### Document source
════════════════
« Ils sont des veilleurs dans la nuit » : Geneviève de Gaulle Anthonioz

Photo : Université Populaire Quart Monde, Paris, 1998  © ATD Quart Monde / Centre Joseph Wresinski / 1000-003-004_004


Alors que nous approchons du centenaire de la naissance de Geneviève de Gaulle Anthonioz, le 25 Octobre 2020, c’est à la préface du livre Et vous que pensez vous ? L’Université populaire Quart Monde1 que nous pensons.  Cette préface exprime l’attachement profond de Geneviève de Gaulle Anthonioz à l’Université populaire Quart Monde, et plus encore aux militants Quart Monde qui en sont les principaux acteurs. « C’est vous qui avez expérimenté dans votre chair, dans votre vie, dans votre douleur familiale ce qu’est la privation de droits.  »

Marie et Georges Jarhling, qui ont vu dans leur jeunesse Geneviève de Gaulle Anthonioz découvrir le camp des sans logis de Noisy-le-Grand où ils vivaient, racontaient à un de ses biographes venus les interviewer : « Beaucoup de gens venaient nous voir et nous aider, mais souvent on sentait qu’ils nous prenaient un peu de haut, supérieurs. Geneviève, jamais. Pourtant on n’était pas du même milieu, mais elle était comme une sœur pour nous. »

Françoise Ferrand, volontaire et autrice du livre, se souvient : « Ça coulait de source de lui demander cette préface. Elle venait souvent à l’Université Populaire. Elle disait que ça la ressourçait. Elle venait dans le public, elle intervenait comme les autres participants, disant ce qu’elle avait à dire. Elle savait le rôle qu’elle avait, mais ce n’est pas ça qui l’habitait. Elle ne jouait aucun rôle, c’était naturel, elle était là à égalité fraternelle, d’une même humanité. »

Préface du livre Et vous, que pensez-vous ? L’Université populaire Quart Monde, par Geneviève de Gaulle Anthonioz

  • Le jour où les Assemblées, les Universités, les Tribunaux, les Entreprises, les Syndicats, les Associations se mobiliseront pour entendre vraiment la voix de ceux qui n’ont pas encore acquis les moyens de la parole publique et de la participation sociale ; le jour où ils tiendront compte de leur expérience de vie, de leur savoir, de leur pensée et de leurs droits humains ; le jour où ils réajusteront en conséquence les décisions, les analyses, les jugements, les activités, les solidarités qu’ils ont la charge d’assumer dans la société… Ce jour-là seulement nous aurons gagné une bataille décisive pour une véritable citoyenneté.
════════════════
### Données fournies

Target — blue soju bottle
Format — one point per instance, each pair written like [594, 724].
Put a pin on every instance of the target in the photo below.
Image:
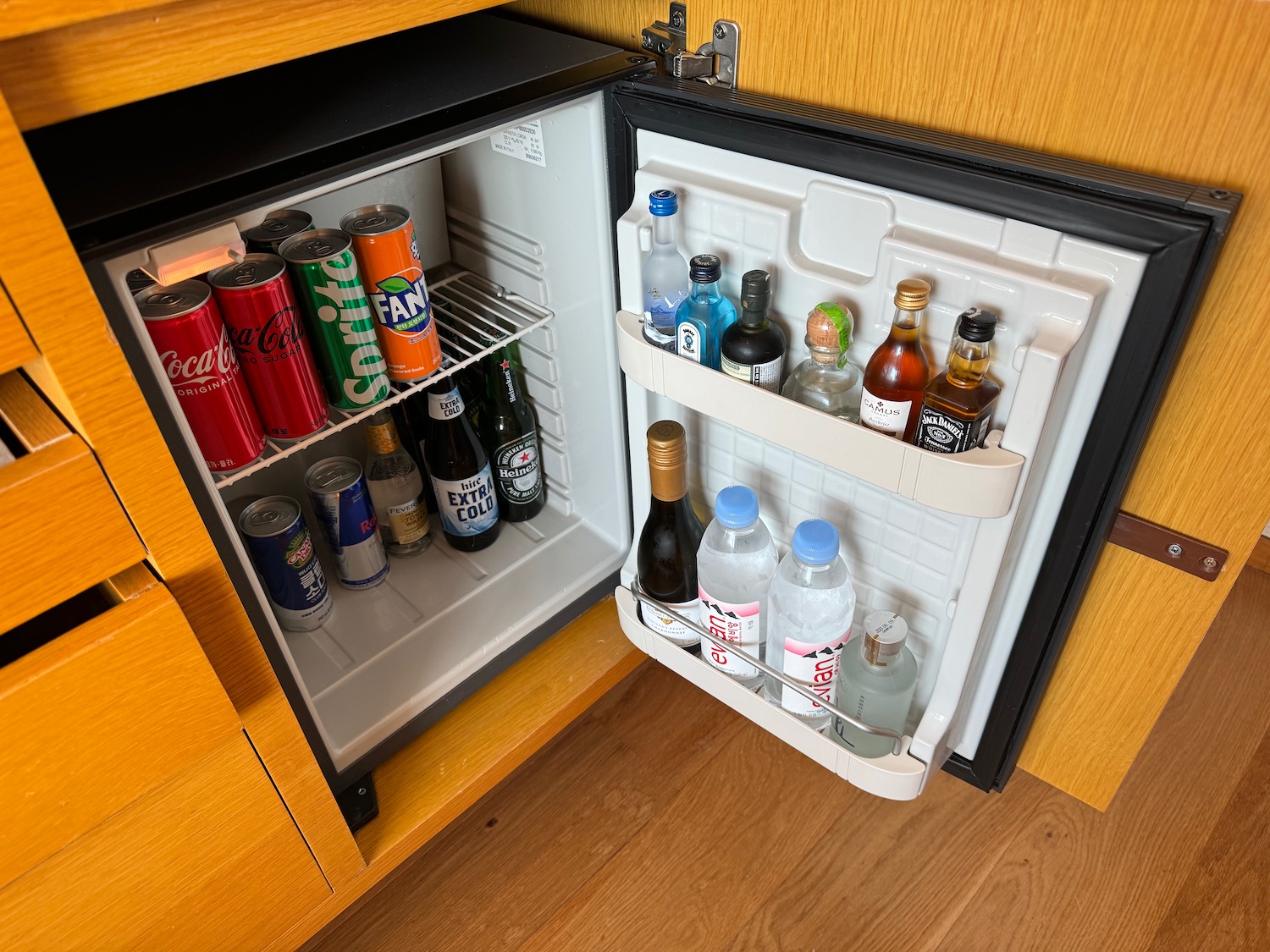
════════════════
### Travail à faire
1. D'après le texte sur Geneviève de Gaulle Anthonioz, dans quel lieu vivaient Marie et Georges Jarhling lorsqu'ils l'ont vue le découvrir ?
2. Poursuivez le texte sur Geneviève de Gaulle Anthonioz à partir de sa dernière phrase.

### Corrigé
1. Dans le camp des sans logis de Noisy-le-Grand.

2.
  • La conquête de la citoyenneté est une longue marche à travers l’histoire de notre civilisation pour affranchir l’homme de la dépendance, de l’exploitation et de l’exclusion qui sont autant d’atteintes à sa dignité. C’est à l’honneur de nos sociétés d’avoir entrepris hier de honnir d’abord, de bannir ensuite le servage, l’esclavage, l’apartheid… même si le racisme demeure encore une tentation diabolique et parfois une tragédie dévastatrice. C’est à l’honneur de notre société d’entreprendre aujourd’hui de refuser d’abord, de vaincre ensuite la grande pauvreté qui assaille toujours ou menace à nouveau des milliers d’hommes, de femmes et d’enfants parmi nos propres contemporains et compatriotes.
  • Ce sursaut d’honneur, nous le devons, pour une part, à des voix qui se sont insurgées contre le scandale de la misère, au premier rang desquelles il nous faut nommer l’Abbé Pierre. Mais nous le devons, pour une autre part, à une voie ouverte par le père Joseph Wresinski : le rassemblement des citoyens autour des plus pauvres pour repenser avec eux la dignité et l’activité humaines, comme en témoigne l’aventure des Universités Populaires fondées et animées par le Mouvement ATD Quart Monde.
  • Là, s’expérimente une nouvelle école de citoyenneté. Il est possible, sous certaines conditions, de rassembler ceux qui font l’expérience de la grande pauvreté et des citoyens qui ont les moyens d’exercer leurs droits et responsabilités ; des gens qui ont « pignon sur rue » et des gens qui sont « à la rue ». Oui, il est possible de concevoir et de mettre en œuvre leur reconnaissance mutuelle et leur formation humaine commune.
  • C’est d’ailleurs absolument nécessaire pour notre démocratie : les plus pauvres et les plus exclus savent mieux que d’autres ce que devrait être une société juste et fraternelle et jusqu’où devraient
    aller les efforts d’une nation pour respecter la dignité de tous ses membres.
  • Mais si personne ne leur reconnaît ce savoir et cette capacité contributive, comment y croiraient-ils eux-mêmes alors que la société leur renvoie souvent l’image de leur inutilité sociale ? Si personne ne s’associe avec eux pour forger le langage de leur propre message, comment parviendraient-ils à se faire entendre d’une société qui ne voit souvent en eux que des insuffisances et des besoins? Et si personne, au sein des principales institutions publiques et privées, n’a été formé à penser autrement la société à partir des plus pauvres, comment espérer des changements substantiels pour garantir demain une vraie solidarité entre tous les citoyens ?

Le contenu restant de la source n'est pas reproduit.